Josef Drexl chega a cunhar a expressão even more economic approach para defender o uso mais intensivo da economia, mediante seu aprofundamento (não deixando de lado a importância do papel das instituições e sem olvidar a importância de modelos evolucionistas e abordagens empíricas)[13].

Gostaríamos de usar a mesma expressão para dar um passo adiante, no sentido de incluir o debate metodológico, declarando que um even more economic approach poderá transformar-se em mais positivismo jurídico e menos consequencialismo ou ativismo econômico-jurídico típico do law and economics.

A economia contribuiu muito para a análise econômica do Direito. Está na hora de trabalharmos em uma análise jurídico-econômica da análise econômica do Direito. Sobretudo em uma proposta mais factível de hermenêutica jurídica, de teoria da argumentação e de teoria da decisão, menos comprometida com contas de chegada.

--- REGISTROS DE DADOS ---
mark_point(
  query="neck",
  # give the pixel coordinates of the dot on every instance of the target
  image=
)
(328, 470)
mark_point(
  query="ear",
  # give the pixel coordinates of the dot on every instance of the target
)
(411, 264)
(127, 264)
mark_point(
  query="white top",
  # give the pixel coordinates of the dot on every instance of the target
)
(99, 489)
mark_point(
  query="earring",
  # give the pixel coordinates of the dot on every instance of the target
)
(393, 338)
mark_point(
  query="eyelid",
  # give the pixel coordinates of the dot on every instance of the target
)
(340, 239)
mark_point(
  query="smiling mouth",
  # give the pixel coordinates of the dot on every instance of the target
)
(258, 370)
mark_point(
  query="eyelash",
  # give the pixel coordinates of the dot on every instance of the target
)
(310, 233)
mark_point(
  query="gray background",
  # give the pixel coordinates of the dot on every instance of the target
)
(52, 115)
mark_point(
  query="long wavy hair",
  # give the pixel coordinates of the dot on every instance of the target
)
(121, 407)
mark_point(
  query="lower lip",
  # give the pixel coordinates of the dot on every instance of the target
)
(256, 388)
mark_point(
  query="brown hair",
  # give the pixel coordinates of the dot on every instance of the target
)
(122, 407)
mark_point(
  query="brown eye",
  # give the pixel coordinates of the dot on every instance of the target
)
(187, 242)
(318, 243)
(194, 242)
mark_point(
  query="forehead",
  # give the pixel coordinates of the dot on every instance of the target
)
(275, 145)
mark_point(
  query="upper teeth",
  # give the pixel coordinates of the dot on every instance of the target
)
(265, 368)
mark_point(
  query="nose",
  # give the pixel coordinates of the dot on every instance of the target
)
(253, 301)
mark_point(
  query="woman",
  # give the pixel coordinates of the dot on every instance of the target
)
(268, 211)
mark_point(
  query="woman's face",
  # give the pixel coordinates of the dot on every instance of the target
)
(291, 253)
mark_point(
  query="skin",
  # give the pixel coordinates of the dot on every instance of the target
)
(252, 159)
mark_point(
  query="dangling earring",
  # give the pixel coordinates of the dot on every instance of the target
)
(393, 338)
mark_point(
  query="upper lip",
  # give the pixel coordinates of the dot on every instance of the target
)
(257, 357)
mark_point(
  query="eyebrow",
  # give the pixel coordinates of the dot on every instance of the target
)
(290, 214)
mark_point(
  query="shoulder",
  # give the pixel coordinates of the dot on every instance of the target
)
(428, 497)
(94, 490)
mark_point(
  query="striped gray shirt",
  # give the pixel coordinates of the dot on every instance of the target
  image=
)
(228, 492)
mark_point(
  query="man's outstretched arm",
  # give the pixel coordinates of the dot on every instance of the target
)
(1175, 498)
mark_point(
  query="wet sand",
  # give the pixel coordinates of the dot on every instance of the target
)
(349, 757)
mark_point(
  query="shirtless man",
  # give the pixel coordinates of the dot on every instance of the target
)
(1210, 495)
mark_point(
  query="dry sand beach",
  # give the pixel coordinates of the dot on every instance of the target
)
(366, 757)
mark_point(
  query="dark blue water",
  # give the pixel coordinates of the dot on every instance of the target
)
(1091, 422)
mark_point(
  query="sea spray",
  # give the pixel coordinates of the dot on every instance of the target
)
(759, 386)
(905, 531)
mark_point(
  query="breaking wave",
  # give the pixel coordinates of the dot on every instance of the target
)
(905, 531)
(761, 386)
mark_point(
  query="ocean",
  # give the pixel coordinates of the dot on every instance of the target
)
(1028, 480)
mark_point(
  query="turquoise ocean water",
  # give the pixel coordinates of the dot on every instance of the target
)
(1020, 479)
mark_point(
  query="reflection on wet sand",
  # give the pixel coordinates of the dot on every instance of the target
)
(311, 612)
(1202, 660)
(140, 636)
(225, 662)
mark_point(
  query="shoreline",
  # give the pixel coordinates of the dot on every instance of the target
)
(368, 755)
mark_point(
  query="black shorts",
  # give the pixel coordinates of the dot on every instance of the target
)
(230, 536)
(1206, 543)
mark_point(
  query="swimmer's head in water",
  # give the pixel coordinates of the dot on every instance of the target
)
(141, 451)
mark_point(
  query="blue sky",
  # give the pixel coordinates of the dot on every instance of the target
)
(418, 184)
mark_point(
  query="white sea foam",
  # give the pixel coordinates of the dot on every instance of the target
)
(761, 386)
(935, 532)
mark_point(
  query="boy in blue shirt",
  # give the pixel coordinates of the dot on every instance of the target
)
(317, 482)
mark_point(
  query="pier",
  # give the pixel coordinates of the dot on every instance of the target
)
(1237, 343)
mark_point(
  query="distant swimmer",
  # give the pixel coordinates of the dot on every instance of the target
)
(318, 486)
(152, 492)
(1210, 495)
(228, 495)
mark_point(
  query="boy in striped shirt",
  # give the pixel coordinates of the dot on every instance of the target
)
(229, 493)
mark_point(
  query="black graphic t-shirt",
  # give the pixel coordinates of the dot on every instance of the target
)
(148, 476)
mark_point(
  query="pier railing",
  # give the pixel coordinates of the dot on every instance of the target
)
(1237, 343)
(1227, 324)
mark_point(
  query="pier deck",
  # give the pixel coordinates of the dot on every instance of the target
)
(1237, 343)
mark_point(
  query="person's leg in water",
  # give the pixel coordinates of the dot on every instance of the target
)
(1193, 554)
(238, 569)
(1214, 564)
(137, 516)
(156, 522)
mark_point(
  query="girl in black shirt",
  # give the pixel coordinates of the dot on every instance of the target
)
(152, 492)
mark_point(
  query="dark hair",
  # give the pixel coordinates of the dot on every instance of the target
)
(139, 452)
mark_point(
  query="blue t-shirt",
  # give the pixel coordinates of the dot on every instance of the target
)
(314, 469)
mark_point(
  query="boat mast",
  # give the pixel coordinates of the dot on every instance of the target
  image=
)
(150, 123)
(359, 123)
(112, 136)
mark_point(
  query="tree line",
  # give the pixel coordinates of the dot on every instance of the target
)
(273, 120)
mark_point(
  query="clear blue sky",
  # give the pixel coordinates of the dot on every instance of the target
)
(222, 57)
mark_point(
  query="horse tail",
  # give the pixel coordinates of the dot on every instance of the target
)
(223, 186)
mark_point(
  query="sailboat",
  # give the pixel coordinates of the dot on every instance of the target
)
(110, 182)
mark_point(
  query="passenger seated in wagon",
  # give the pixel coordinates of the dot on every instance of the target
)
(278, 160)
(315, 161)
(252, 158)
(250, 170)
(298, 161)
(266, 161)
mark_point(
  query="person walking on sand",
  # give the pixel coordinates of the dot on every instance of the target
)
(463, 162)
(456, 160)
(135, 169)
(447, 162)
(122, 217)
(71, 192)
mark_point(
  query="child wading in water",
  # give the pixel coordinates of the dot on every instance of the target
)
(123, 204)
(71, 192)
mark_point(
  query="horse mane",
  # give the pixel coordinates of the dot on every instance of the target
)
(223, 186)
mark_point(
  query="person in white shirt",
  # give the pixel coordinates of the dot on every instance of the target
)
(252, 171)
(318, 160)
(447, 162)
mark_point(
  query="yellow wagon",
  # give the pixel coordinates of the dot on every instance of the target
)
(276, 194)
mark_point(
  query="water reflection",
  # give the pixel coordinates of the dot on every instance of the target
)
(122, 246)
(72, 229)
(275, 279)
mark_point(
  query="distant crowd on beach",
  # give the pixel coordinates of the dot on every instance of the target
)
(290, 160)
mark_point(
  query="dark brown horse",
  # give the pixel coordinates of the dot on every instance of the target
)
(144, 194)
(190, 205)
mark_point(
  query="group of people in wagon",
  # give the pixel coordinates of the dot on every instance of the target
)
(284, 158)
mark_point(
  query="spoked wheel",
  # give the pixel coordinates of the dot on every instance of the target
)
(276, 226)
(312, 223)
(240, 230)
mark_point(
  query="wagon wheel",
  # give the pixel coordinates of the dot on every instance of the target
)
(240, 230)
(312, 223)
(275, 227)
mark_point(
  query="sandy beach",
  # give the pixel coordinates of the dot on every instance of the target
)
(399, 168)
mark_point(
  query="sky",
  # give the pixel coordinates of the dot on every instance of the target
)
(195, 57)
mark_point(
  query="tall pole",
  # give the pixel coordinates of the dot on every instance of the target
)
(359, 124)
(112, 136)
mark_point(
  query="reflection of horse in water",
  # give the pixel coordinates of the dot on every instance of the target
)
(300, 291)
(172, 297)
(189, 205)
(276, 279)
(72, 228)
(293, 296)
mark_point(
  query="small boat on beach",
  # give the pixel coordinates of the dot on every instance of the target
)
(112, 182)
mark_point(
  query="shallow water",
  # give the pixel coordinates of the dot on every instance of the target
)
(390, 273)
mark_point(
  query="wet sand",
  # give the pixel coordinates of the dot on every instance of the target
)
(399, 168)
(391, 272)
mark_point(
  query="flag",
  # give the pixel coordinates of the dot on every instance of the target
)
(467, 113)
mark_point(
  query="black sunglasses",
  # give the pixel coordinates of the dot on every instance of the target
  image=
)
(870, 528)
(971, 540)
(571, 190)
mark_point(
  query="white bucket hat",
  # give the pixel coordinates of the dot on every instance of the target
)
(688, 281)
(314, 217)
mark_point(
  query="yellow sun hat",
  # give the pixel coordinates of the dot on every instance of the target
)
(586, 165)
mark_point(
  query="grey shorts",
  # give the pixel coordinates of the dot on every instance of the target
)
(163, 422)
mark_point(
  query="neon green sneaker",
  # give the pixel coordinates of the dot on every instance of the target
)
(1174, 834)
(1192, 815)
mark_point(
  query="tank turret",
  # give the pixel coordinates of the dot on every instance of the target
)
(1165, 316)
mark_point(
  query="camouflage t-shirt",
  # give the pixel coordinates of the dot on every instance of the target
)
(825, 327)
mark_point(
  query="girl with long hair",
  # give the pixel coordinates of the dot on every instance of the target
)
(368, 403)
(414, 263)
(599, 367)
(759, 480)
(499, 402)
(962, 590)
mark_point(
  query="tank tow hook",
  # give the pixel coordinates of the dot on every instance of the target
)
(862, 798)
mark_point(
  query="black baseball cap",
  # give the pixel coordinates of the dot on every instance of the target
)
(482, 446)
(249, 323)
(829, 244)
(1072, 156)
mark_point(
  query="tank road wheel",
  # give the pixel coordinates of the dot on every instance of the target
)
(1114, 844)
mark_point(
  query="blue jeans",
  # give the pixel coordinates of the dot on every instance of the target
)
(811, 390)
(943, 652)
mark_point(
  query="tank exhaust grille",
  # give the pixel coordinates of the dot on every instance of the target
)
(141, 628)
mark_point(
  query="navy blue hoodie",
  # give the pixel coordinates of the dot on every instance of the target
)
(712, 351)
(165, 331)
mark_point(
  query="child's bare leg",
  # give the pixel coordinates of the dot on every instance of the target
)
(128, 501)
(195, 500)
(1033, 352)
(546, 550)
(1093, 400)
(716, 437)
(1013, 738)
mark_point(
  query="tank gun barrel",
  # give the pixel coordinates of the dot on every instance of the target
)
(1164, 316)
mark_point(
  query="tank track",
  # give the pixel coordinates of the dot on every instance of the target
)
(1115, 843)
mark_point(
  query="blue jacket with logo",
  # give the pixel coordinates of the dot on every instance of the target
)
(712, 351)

--- TAREFA DO EXERCÍCIO ---
Prossiga com o trecho sobre a análise econômica do Direito a partir do ponto em que ele termina. O material não tem nenhum papel nesta tarefa.

--- RESULTADO DO EXERCÍCIO ---
Daí a ideia de que um even more economic approach, uma maior economicização do Direito Concorrencial, poderá se transformar em mais positivismo jurídico e menos consequencialismo ideológico.

Tudo isso, claro, levando em conta que os argumentos econômicos poderão ajudar os julgadores de casos de Direito Concorrencial a formar suas convicções, ou seja, os modelos atuarão como provas, como garantias dos argumentos, e não como fundamento legal de uma decisão que, ao fim e ao cabo, continua sendo jurídica, como qualquer aplicação legal de qualquer ramo do Direito.


[1] Por exemplo, os extensos e detalhados Arndt CHRISTIANSEN, Der «More Economic Approach» in der EU-Fusionskontrolle: Entwicklung, konzeptionelle Grundlagen und kritische Analyse, 1., Aufl., Lang, Peter Frankfurt, 2010; Thomas HEIDRICH, Das evolutorisch-systemtheoretische Paradigma in der Wettbewerbstheorie: Alternatives Denken zu dem More Economic Approach, 1º ed., Nomos, 2009; Thomas PAUL, Behinderungsmissbrauch nach Art. 82 EG und der “more economic approach”, Köln; München: Heymann, 2008; Adrian KÜNZLER, Effizienz oder Wettbewerbsfreiheit?: Zur Frage nach den Aufgaben des Rechts gegen private Wettbewerbsbeschränkungen, 1º ed., Mohr Siebeck, 2009.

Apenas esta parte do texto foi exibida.